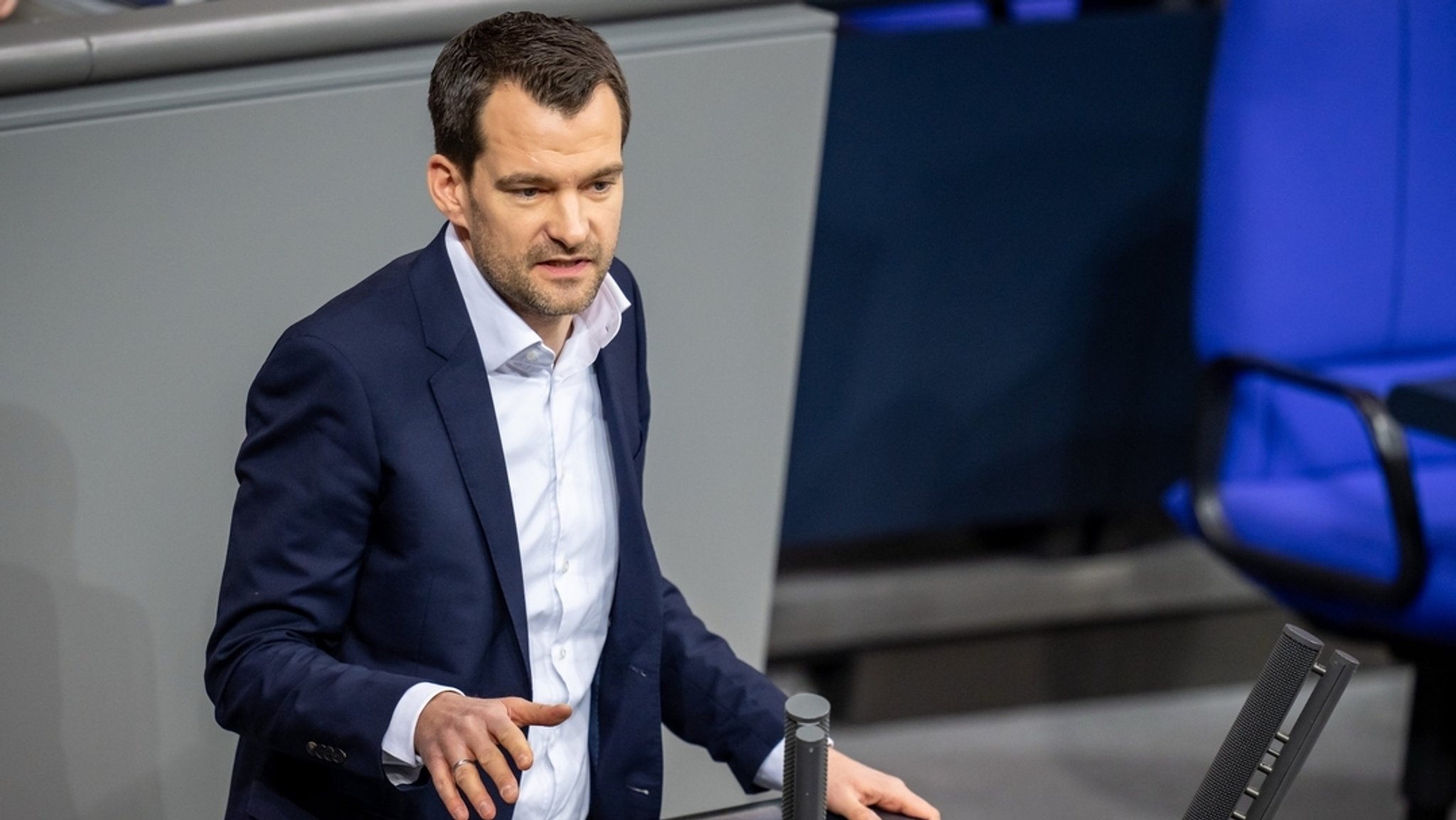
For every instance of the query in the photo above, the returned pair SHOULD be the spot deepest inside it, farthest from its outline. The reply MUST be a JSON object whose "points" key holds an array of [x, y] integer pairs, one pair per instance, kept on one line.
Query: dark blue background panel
{"points": [[997, 312]]}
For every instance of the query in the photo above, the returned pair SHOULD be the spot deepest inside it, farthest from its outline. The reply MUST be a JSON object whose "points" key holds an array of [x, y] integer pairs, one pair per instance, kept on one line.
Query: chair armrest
{"points": [[1428, 405], [1391, 450]]}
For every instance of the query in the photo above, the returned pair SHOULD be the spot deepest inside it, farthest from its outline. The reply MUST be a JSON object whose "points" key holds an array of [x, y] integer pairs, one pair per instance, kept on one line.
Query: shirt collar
{"points": [[505, 339]]}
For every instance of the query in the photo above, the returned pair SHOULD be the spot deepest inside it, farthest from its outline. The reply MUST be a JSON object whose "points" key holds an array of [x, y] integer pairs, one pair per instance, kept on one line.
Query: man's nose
{"points": [[569, 225]]}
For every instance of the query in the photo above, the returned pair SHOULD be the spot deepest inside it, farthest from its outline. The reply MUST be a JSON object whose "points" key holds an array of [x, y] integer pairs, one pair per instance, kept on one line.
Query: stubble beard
{"points": [[528, 296]]}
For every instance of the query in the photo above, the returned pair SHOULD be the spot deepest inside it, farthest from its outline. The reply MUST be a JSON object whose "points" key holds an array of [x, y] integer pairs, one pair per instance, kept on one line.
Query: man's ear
{"points": [[449, 190]]}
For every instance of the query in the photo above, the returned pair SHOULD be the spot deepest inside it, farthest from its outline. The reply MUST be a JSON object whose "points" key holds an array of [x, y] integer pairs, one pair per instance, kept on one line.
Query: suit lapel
{"points": [[462, 393], [635, 563]]}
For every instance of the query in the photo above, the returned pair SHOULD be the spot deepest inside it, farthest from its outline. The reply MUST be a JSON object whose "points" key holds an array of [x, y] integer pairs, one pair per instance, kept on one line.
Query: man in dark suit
{"points": [[439, 536]]}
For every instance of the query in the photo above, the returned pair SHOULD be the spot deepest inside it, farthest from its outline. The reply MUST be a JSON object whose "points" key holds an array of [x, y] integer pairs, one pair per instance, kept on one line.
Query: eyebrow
{"points": [[528, 179]]}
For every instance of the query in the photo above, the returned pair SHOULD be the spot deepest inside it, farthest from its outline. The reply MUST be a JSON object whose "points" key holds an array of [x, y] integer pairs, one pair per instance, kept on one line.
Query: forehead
{"points": [[522, 134]]}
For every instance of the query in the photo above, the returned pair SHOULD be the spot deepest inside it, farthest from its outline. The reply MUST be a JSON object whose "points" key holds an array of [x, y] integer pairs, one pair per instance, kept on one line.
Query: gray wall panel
{"points": [[154, 247]]}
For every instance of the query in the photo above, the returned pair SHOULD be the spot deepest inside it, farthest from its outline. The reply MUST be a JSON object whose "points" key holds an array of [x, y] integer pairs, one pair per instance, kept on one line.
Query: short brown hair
{"points": [[557, 60]]}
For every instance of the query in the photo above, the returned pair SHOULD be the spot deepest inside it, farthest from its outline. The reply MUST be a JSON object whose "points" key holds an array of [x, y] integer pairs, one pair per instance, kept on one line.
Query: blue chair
{"points": [[1325, 277]]}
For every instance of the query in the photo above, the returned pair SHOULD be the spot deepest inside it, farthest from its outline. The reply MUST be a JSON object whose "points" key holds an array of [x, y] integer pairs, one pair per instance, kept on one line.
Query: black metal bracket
{"points": [[1391, 450]]}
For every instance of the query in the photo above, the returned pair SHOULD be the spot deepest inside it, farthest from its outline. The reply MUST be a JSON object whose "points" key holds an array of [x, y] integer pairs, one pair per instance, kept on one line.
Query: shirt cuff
{"points": [[771, 774], [401, 761]]}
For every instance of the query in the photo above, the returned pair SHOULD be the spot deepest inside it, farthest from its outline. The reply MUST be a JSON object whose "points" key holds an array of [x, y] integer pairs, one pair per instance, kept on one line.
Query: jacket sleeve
{"points": [[712, 698], [308, 478]]}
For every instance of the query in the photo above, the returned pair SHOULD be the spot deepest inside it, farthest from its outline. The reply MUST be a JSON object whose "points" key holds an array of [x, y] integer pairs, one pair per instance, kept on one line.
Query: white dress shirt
{"points": [[564, 494]]}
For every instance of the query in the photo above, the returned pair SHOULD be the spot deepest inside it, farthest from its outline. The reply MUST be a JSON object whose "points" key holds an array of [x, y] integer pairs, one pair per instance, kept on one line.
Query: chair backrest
{"points": [[1328, 226]]}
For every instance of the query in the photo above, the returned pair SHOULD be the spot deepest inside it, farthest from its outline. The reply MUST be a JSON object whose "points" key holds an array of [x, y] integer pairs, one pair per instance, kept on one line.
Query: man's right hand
{"points": [[459, 736]]}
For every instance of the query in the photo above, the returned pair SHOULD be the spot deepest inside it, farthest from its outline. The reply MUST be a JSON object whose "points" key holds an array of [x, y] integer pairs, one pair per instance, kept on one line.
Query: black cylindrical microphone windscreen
{"points": [[1253, 732], [810, 753], [801, 710]]}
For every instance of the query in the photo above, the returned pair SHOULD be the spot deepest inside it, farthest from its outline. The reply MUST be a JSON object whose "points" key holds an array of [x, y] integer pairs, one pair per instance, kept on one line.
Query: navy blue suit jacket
{"points": [[373, 547]]}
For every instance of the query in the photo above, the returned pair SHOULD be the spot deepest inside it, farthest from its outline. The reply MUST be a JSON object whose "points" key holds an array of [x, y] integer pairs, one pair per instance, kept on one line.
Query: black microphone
{"points": [[800, 711]]}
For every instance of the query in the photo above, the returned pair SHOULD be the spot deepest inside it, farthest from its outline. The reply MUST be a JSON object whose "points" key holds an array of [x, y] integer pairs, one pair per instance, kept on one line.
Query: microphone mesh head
{"points": [[1253, 732]]}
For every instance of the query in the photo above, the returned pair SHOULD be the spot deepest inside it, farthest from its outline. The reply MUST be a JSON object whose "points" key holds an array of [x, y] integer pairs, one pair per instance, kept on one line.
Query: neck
{"points": [[552, 329]]}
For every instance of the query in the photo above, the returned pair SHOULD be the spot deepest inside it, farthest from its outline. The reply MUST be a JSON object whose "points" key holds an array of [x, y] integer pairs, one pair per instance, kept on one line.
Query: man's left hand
{"points": [[855, 787]]}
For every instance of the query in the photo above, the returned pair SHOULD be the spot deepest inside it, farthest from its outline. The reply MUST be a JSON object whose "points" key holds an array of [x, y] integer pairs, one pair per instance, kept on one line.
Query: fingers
{"points": [[449, 792], [487, 733], [855, 787], [500, 772], [528, 713], [916, 806]]}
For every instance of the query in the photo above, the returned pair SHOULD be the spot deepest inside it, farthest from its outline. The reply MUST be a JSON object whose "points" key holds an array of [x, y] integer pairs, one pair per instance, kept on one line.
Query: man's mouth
{"points": [[565, 265]]}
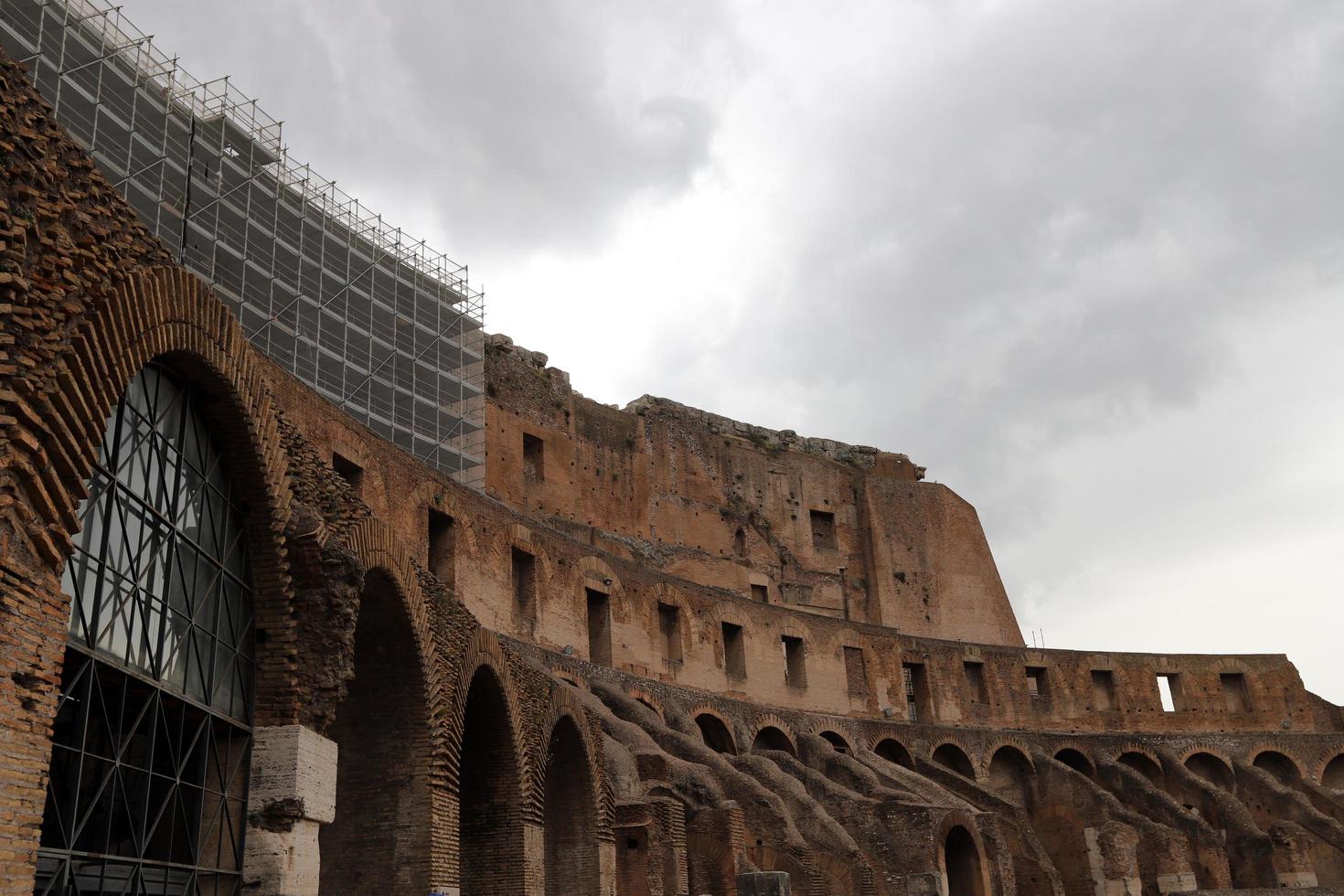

TO BE DONE.
Gather from the entries every line that contains the string "suit", and copy each one in full. Case counts.

CORRECT RESULT.
Query: suit lapel
Query: man in dark suit
Query: navy blue suit jacket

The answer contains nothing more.